### The task
If a line holds the word "grey", copy it from the entries.
Records supplied Block Start
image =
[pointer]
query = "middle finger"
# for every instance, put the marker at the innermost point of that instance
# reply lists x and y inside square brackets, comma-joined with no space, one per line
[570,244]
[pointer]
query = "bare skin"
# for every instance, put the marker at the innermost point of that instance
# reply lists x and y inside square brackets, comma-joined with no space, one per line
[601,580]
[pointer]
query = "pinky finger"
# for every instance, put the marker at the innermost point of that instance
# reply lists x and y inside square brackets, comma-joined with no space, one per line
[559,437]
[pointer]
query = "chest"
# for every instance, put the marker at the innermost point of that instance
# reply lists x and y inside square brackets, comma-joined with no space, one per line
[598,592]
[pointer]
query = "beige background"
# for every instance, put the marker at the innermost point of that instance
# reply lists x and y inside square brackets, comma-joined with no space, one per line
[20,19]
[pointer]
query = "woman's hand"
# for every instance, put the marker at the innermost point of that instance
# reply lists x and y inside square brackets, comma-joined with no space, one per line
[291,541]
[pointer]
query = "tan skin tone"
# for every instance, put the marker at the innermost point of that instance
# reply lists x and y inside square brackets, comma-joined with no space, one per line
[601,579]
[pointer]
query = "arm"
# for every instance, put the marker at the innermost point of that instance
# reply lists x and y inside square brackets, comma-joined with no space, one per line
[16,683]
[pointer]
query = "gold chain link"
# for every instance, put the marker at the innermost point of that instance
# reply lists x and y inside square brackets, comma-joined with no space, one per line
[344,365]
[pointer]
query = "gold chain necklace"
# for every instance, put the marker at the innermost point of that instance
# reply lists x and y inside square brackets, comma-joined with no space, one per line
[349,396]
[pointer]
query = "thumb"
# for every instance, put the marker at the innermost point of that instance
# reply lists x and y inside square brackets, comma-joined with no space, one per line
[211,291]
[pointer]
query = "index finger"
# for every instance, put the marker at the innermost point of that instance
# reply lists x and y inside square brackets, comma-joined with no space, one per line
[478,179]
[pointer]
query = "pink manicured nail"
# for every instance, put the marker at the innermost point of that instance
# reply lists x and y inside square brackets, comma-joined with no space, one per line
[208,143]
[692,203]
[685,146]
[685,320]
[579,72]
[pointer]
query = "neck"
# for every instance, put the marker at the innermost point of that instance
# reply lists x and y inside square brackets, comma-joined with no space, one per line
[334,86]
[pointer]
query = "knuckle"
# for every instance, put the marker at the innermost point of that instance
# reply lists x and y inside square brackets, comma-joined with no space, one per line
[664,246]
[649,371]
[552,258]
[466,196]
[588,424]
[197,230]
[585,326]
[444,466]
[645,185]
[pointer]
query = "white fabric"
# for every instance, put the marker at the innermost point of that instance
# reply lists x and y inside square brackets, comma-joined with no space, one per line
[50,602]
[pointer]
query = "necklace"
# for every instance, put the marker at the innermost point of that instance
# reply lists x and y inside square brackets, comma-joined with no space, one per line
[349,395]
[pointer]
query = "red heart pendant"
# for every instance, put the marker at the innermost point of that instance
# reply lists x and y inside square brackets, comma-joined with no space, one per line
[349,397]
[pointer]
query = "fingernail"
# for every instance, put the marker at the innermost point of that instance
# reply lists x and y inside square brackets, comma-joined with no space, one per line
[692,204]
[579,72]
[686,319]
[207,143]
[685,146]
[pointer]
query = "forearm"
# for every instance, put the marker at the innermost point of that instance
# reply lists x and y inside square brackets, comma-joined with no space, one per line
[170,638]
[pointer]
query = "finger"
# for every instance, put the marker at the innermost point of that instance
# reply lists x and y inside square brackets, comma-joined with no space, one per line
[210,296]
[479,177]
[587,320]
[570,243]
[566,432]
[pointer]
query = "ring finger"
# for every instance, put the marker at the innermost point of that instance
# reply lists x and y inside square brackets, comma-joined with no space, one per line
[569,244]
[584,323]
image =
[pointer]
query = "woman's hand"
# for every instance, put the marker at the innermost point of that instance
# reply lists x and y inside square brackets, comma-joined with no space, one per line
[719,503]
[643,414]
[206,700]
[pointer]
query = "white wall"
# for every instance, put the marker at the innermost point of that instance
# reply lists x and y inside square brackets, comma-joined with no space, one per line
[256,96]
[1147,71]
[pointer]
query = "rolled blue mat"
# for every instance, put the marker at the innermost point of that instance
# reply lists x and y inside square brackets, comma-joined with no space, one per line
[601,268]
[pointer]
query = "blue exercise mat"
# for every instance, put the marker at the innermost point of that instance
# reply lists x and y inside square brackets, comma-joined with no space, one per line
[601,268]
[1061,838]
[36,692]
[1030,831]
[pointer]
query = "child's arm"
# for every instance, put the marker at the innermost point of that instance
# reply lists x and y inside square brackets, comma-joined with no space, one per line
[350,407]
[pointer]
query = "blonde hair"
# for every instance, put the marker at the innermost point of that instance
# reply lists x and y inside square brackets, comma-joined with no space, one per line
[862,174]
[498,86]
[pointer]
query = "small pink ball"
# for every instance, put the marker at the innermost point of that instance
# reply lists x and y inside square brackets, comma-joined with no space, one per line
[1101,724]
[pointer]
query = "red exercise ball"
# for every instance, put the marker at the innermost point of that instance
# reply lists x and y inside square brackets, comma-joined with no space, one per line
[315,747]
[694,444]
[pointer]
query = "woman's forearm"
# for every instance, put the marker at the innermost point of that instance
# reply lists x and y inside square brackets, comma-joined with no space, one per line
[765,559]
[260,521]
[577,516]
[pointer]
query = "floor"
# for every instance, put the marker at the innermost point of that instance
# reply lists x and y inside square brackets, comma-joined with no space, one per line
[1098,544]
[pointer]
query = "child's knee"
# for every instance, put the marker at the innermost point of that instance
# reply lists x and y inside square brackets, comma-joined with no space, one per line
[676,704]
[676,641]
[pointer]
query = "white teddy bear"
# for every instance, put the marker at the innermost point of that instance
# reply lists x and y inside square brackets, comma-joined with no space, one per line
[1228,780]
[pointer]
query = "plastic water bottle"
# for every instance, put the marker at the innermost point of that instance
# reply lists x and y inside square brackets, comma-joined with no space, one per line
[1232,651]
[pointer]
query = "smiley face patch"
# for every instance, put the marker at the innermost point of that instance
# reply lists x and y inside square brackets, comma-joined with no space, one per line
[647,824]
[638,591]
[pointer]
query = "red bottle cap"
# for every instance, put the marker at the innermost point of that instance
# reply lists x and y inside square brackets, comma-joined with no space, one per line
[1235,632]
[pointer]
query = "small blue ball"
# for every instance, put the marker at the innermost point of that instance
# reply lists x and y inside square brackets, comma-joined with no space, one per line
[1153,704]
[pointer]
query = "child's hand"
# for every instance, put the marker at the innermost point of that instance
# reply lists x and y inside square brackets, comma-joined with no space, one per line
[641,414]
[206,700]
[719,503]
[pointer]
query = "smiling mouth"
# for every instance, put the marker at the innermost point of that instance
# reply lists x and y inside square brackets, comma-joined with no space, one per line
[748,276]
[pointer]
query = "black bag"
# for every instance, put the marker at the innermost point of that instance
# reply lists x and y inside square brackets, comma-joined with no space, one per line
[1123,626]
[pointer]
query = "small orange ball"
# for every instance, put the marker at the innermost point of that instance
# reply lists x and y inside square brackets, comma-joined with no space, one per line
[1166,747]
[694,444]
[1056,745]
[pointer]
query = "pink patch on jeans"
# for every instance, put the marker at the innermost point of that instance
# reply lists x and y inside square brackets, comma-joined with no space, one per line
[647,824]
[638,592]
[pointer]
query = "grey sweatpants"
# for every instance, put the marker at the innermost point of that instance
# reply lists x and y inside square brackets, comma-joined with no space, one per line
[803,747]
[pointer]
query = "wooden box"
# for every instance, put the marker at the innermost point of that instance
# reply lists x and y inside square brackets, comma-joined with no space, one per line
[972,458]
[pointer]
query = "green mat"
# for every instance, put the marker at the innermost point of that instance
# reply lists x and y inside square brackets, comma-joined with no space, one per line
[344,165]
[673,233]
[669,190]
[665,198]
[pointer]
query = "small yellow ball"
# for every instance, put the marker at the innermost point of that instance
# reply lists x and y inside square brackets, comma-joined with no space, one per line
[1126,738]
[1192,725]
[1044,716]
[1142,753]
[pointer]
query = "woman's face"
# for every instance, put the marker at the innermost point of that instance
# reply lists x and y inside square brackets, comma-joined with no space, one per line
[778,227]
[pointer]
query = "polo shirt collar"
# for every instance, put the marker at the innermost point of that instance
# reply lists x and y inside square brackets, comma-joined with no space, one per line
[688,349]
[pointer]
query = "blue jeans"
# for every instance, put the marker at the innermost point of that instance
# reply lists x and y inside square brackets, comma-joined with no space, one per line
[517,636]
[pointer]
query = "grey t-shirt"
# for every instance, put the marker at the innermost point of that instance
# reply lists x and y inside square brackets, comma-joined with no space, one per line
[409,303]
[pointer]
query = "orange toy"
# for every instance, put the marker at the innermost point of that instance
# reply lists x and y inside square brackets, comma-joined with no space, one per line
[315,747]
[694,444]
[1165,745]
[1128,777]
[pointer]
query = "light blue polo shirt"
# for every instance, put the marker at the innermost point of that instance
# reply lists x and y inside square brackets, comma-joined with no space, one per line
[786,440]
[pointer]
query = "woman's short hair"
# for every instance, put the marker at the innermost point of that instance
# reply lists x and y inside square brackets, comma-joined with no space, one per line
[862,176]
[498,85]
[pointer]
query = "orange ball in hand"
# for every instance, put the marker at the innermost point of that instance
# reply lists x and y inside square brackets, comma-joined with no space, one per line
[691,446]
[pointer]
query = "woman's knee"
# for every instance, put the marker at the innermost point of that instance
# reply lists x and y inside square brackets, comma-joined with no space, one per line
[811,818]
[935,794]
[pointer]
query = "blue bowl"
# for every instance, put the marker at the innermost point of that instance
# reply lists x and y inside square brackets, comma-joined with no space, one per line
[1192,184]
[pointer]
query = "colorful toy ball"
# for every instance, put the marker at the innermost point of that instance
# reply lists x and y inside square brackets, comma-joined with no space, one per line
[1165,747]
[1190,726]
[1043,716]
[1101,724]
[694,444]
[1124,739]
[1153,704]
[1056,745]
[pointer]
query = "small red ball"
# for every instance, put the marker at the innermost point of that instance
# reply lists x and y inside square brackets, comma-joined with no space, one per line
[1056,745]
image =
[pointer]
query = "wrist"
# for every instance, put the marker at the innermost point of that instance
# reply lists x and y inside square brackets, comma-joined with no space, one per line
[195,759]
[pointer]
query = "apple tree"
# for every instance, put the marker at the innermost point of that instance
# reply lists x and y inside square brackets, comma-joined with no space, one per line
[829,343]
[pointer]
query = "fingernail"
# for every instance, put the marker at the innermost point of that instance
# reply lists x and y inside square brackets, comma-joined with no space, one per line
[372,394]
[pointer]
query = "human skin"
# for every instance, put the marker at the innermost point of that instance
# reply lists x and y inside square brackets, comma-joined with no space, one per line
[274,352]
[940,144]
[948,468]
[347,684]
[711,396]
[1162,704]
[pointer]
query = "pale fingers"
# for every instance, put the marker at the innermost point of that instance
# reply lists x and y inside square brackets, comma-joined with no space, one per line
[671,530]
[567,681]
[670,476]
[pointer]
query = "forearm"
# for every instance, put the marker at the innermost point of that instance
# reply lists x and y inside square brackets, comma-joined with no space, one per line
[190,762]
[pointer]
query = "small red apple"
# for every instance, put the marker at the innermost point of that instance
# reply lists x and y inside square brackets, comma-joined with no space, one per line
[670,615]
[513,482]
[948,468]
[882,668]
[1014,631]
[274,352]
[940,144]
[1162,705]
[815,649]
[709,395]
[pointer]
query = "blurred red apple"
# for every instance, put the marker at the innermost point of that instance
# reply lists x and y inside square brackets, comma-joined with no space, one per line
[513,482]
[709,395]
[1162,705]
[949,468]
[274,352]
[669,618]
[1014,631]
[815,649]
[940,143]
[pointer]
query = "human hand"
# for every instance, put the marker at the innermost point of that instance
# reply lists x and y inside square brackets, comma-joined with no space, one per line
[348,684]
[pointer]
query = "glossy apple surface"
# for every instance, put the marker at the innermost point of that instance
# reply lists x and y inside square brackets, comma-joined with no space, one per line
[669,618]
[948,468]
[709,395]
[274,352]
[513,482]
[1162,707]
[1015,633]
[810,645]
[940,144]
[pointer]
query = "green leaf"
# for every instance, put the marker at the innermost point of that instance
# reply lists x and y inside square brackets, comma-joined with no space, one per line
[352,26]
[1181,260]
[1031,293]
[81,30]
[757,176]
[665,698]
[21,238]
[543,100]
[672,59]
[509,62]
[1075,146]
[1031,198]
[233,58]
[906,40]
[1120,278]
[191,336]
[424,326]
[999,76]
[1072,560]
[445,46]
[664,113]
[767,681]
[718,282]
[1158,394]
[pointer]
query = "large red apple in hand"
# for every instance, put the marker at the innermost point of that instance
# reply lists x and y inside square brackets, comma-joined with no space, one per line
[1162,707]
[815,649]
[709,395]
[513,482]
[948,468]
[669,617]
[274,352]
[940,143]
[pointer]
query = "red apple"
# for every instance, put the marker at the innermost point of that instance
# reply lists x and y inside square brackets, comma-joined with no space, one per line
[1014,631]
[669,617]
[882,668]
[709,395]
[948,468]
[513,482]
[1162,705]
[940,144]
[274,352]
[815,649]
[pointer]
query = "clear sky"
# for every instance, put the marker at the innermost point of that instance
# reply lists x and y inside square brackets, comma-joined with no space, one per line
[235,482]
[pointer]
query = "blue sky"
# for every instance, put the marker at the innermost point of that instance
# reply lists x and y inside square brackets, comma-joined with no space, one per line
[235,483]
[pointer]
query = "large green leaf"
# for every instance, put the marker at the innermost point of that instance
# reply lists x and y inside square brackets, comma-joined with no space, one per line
Records supplied Block End
### Answer box
query = "grey sweatpants"
query = "grey t-shirt"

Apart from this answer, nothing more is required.